Exercise description: Repeat the data below in full and exactly.

Extracted data entries

= = =

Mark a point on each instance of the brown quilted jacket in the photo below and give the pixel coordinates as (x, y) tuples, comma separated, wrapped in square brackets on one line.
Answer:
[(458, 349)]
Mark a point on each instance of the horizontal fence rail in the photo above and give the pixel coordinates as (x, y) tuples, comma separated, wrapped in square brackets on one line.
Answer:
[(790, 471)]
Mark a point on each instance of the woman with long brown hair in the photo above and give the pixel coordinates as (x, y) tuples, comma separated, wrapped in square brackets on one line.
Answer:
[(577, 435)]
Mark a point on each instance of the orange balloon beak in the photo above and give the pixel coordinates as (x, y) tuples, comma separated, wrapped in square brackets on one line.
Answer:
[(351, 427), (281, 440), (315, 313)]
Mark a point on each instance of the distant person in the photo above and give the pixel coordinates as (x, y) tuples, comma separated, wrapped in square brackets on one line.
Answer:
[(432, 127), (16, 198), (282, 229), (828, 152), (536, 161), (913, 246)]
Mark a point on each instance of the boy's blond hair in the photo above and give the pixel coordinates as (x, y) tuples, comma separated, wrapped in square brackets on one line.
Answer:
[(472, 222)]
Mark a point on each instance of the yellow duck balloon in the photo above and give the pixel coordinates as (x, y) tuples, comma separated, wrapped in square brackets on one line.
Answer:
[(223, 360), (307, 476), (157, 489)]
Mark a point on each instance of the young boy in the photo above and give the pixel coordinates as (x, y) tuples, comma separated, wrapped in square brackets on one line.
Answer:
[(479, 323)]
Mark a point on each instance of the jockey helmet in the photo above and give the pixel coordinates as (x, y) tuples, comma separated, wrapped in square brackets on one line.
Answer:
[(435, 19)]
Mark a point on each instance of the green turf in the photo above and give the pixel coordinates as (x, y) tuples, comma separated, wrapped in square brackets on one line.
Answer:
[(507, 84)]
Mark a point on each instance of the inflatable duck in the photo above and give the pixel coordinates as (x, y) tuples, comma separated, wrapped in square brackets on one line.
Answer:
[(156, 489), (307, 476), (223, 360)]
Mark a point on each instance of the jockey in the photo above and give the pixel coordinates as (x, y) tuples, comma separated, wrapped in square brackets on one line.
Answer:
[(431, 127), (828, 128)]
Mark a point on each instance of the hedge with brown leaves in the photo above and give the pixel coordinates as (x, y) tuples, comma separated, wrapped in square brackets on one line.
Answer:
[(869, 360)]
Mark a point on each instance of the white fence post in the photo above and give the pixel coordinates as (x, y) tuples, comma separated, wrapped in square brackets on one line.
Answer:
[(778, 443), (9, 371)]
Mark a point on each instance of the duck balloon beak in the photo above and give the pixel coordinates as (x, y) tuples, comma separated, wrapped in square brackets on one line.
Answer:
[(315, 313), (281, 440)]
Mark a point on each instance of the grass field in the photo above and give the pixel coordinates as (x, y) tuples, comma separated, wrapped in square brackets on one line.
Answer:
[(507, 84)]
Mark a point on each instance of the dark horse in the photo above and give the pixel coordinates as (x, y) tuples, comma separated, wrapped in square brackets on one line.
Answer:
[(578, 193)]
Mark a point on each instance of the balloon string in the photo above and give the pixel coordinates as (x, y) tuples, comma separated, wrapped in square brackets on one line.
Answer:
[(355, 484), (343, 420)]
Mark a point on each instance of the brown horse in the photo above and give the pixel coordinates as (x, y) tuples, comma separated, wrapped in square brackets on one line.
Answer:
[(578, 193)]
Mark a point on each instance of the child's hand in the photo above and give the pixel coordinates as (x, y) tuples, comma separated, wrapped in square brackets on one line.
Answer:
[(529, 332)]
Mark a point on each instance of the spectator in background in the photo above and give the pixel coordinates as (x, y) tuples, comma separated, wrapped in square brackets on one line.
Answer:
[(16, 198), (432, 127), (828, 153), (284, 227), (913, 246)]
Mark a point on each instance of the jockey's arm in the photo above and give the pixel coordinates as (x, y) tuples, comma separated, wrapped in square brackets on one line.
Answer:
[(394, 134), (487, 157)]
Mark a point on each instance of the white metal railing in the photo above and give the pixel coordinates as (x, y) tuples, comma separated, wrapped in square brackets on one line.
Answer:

= = =

Solution to this problem:
Mark a point on each instance of the brown quilted jacket in the photo below and give the pixel coordinates as (x, y) tuples, comma separated, wrapped in square brackets on one line.
Answer:
[(458, 349)]
Mark a point on each instance of the horizontal fence rail in the photo above and give the pixel coordinates as (x, y) tuples, comma separated, wrapped in square brackets on one line.
Answer:
[(790, 471)]
Mark a point on each instance of the woman with long brown hair in the photo above and give the pixel coordinates as (x, y) tuples, comma separated, wrapped in square brackets on one line.
Answer:
[(577, 435)]
Mark a point on each instance of the orange balloon beak in the photo above and give the pixel coordinates as (x, y) tuples, comma separated, wrapped in square brackets on one line.
Answer:
[(351, 427), (281, 440), (315, 313)]
Mark a point on each instance of the distant person in the photo above and give the pixel coordinates as (x, y) tuples, comma separated, wrapped in square brackets on one line.
Answer:
[(432, 127), (16, 198), (282, 229), (828, 152), (536, 161), (913, 246)]
Mark a point on each instance of the boy's blond hair in the photo above and give the pixel coordinates as (x, y) tuples, comma separated, wrapped in square brackets on one line.
Answer:
[(472, 222)]
Mark a point on each instance of the yellow duck balloon in the photo above and give the pixel coordinates as (x, y) tuples, comma separated, wrapped in square brackets on one line.
Answer:
[(223, 360), (307, 476), (157, 489)]
Mark a point on each instance of the young boy in the photo above and give the pixel coordinates as (x, y) tuples, comma separated, wrapped in square brackets on one line.
Answer:
[(479, 323)]
Mark a point on each instance of the jockey helmet in the photo above and give the pixel coordinates as (x, y) tuples, comma separated, wrapped in square brackets on one line.
Answer:
[(435, 19)]
Mark a point on each instance of the green turf in the photo above and give the pixel coordinates as (x, y) tuples, comma separated, wrapped in square brackets on one line.
Answer:
[(507, 84)]
Mark a point on each instance of the inflatable duck in the photo above and give the pixel coordinates as (x, y) tuples, comma separated, wrapped in square brackets on one line.
Answer:
[(156, 489), (307, 476), (223, 360)]
Mark a point on each instance of the jockey in the photo above and give the pixel coordinates as (x, y) tuples, comma separated, wrapped in square brackets on one line.
Answer:
[(431, 127), (828, 128)]
Mark a point on each instance of the hedge with brown leaves in the photo above and give the pixel coordinates as (x, y) tuples, comma separated, wrapped in square brackets on one line.
Answer:
[(869, 360)]
Mark a point on each instance of the white fence post in the photo above and give the pixel coordinates as (x, y) tuples, comma separated, wrapped in square brackets on one line.
Answer:
[(778, 443), (9, 371)]
Mark a point on each instance of the duck balloon beak in the photo above and give the pixel coordinates as (x, y) tuples, comma separated, wrapped in square brackets on one line.
Answer:
[(315, 313), (281, 440)]
Mark a point on each instance of the grass field in the photo above and give the pixel coordinates as (x, y) tuples, comma separated, wrapped in square brackets on one line.
Answer:
[(507, 84)]
Mark a point on each instance of the dark horse in the photo above and give the pixel coordinates as (x, y) tuples, comma separated, wrapped in square brackets on one line.
Answer:
[(578, 193)]
Mark a point on each instance of the balloon string in the photo above and give the pixel coordinates as (x, y) tuples, comma separated, wrapped in square brackets on one line.
Answer:
[(355, 484), (343, 420)]
Mark a point on each instance of the brown horse in the photo above and give the pixel coordinates as (x, y) tuples, comma separated, wrapped in square brackets on one line.
Answer:
[(578, 193)]
Mark a point on each instance of the child's hand in the photo above and give the pixel coordinates as (x, y) tuples, comma separated, wrapped in square brackets on one line.
Answer:
[(529, 332)]
Mark a point on each instance of the spectator in background in the photo above and give the pixel coordinates as (x, y) tuples, comma separated, wrapped in square brackets on one line.
Answer:
[(16, 198), (432, 127), (828, 153), (284, 227), (913, 246)]
Mark a point on each instance of the jockey's arm in the photo above and give the pixel coordinates as (x, y) tuples, comma separated, wrapped in square brackets on one line.
Answer:
[(394, 134), (487, 157)]
Mark a point on each instance of the white metal railing in the photo above and give the pixel coordinates as (x, y) tuples, comma separated, wrapped in square brackets on one line.
Answer:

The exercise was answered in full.